CE QUI EST DEMANDÉ —
**A.** D’après l’extrait, combien de Césars Les Garçons et Guillaume, à table ! a-t-il obtenus en 2014 ?
**B.** Indiquez si chacune de ces affirmations concorde avec l’extrait, en citant les mots qui le montrent : (i) le jeune homme cherche à se révolter contre sa famille ; (ii) le film se termine par un coming out hétérosexuel ; (iii) avec Maryline, le réalisateur s’essaie à un film plus noir et plus réaliste.
**C.** Recopiez mot pour mot la partie de l’extrait qui s’ouvre sur les mots contenant « Dans Les Garçons » et se termine par « les pires vexations. ».

EXTRAIT DU DOCUMENT —

○ ○ ○ ○

L’avis du « Monde » – on peut éviter

Dans Les Garçons et Guillaume, à table !, succès public phénoménal qui lui valut, en 2014, cinq Césars dont celui du meilleur premier film, Guillaume Gallienne tournait en dérision l’ethos homophobe d’une grande famille bourgeoise de droite, dont Guillaume, le personnage qu’il ­interprétait lui-même, fit les frais toute son ­enfance. Ses penchants pour le travestissement, son aversion pour les sports considérés comme virils, faisaient le désespoir de ses parents qui lui infligeaient en retour les pires vexations.

Mais loin de se révolter ­contre ce gang de barbares, le jeune homme qu’il était devenu n’aspirait qu’à y trouver sa place. Le film se termine, on s’en souvient, par une pirouette : l’étrange coming out hétérosexuel auquel le personnage se ­livre depuis la scène d’un théâtre signale au spectateur qu’il a bien été dupé. En réduisant ainsi ce qu’on avait pris pour de l’homosexualité à un malentendu tout juste bon à amuser la galerie le temps d’un film, Gallienne ne se contentait pas de déminer les horreurs qu’il avait fait proférer à ses personnages, il ralliait en quelque sorte leur camp.

Guillaume Gallienne fil­me un personnage dont il considère, pour reprendre une terminaison en vogue, qu’il n’est « rien »

Avec Maryline, le comédien et réali­sateur délaisse cette matière autobiographique malaxée jusqu’à la crampe pour s’essayer à un film plus noir, plus réaliste, et tenter de se libérer des conventions du théâtre. Ce faisant, il reconduit une manipulation du même type.

○ ○ ○ ○

Enregistrements d’annotation de segmentation
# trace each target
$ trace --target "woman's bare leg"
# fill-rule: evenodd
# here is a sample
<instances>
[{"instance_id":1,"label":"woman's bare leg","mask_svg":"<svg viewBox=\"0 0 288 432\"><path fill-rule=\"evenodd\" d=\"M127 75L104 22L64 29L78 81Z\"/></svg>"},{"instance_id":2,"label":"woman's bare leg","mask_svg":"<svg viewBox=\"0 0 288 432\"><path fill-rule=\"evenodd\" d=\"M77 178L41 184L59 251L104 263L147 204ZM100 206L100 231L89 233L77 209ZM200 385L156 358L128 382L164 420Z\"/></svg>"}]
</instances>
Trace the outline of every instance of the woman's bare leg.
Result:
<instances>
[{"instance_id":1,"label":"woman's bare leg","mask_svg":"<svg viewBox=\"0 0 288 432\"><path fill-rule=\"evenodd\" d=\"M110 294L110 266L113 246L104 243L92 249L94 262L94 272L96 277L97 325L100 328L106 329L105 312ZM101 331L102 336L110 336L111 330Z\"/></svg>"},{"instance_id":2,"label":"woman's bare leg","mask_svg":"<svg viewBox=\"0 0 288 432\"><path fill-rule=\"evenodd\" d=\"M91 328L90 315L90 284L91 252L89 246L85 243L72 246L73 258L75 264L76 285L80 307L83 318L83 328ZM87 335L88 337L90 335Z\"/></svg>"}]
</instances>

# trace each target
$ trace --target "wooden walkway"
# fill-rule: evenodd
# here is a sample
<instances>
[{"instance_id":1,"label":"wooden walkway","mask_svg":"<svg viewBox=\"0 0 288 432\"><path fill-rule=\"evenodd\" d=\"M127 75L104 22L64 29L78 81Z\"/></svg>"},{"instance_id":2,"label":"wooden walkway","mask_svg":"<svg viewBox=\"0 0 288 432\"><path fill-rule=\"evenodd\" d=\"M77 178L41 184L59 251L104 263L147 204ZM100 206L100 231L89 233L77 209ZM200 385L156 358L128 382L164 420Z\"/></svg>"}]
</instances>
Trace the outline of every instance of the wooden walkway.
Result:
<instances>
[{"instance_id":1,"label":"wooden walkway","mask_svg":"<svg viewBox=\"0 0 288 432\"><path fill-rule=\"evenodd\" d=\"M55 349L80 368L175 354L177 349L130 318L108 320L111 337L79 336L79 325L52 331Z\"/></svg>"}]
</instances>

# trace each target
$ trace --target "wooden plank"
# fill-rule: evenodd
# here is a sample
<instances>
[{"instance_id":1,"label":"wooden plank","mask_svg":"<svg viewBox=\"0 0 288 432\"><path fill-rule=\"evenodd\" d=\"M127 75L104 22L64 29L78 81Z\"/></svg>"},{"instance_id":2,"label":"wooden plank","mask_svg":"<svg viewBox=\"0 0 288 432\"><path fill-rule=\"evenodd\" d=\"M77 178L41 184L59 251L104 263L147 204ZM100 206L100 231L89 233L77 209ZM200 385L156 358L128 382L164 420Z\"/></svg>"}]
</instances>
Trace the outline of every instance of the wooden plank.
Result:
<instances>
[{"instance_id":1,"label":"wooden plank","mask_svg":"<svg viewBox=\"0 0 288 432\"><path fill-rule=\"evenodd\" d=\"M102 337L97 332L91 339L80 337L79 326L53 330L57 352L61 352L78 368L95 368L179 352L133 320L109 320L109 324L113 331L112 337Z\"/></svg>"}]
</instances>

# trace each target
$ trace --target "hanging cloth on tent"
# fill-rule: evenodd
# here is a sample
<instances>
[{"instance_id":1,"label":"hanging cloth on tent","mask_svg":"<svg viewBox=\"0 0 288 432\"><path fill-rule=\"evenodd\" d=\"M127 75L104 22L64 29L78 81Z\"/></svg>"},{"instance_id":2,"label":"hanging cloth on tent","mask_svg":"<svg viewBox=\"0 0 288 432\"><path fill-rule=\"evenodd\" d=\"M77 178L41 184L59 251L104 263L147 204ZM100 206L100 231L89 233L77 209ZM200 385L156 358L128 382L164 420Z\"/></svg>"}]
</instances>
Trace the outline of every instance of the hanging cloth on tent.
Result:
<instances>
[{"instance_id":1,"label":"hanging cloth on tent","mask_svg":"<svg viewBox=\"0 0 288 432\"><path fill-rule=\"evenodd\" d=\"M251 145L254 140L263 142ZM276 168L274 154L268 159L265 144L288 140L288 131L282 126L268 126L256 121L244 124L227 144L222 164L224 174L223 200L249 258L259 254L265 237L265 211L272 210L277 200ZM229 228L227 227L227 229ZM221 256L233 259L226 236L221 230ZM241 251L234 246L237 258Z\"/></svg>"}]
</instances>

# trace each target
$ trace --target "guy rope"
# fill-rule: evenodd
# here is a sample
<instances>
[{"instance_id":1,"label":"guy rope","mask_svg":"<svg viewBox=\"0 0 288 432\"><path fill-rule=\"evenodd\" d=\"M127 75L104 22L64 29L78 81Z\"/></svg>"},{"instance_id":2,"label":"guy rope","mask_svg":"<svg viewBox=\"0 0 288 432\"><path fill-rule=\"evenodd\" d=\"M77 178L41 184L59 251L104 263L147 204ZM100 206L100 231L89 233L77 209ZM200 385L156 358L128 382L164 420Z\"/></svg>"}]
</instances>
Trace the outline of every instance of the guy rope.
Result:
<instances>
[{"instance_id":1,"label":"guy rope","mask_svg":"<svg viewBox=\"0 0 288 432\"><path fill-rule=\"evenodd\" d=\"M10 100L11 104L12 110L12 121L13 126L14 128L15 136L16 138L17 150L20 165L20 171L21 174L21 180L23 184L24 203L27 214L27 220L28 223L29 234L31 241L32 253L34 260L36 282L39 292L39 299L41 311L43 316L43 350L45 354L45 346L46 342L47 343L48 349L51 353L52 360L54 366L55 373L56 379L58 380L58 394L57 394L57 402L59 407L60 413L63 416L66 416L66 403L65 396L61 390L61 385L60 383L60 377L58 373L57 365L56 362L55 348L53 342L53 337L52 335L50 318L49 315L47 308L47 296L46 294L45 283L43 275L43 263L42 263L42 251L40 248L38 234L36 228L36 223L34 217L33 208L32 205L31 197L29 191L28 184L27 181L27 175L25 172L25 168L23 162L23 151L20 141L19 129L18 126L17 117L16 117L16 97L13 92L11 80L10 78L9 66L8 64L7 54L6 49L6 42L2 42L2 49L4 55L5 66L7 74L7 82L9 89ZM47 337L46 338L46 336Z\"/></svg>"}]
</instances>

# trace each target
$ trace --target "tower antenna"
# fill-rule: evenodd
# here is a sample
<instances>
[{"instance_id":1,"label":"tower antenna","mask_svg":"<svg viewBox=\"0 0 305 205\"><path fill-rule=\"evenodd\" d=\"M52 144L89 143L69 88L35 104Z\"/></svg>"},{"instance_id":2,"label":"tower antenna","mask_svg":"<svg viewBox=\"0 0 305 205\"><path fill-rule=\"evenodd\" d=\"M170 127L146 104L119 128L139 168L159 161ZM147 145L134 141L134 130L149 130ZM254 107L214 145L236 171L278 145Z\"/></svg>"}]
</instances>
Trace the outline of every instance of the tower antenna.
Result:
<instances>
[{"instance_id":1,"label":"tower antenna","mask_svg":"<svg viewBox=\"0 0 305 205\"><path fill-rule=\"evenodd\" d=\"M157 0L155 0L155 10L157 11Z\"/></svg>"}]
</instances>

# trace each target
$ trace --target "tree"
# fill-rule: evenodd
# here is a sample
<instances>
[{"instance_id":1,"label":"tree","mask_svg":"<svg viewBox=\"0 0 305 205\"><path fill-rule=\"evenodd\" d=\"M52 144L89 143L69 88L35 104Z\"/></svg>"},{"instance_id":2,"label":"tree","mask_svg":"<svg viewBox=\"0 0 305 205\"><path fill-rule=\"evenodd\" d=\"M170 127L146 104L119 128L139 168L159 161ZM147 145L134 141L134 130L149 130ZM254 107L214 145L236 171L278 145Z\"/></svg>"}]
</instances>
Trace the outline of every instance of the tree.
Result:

○ ○ ○ ○

RÉSULTATS OBTENUS —
**A.** Cinq Césars, dont celui du meilleur premier film.

**B.**
(i) Non : « Mais loin de se révolter », « le jeune homme qu’il était devenu n’aspirait qu’à y trouver sa place ».
(ii) Oui : « l’étrange coming out hétérosexuel ».
(iii) Oui : « pour s’essayer à un film plus noir, plus réaliste ».

**C.**
Dans Les Garçons et Guillaume, à table !, succès public phénoménal qui lui valut, en 2014, cinq Césars dont celui du meilleur premier film, Guillaume Gallienne tournait en dérision l’ethos homophobe d’une grande famille bourgeoise de droite, dont Guillaume, le personnage qu’il ­interprétait lui-même, fit les frais toute son ­enfance. Ses penchants pour le travestissement, son aversion pour les sports considérés comme virils, faisaient le désespoir de ses parents qui lui infligeaient en retour les pires vexations.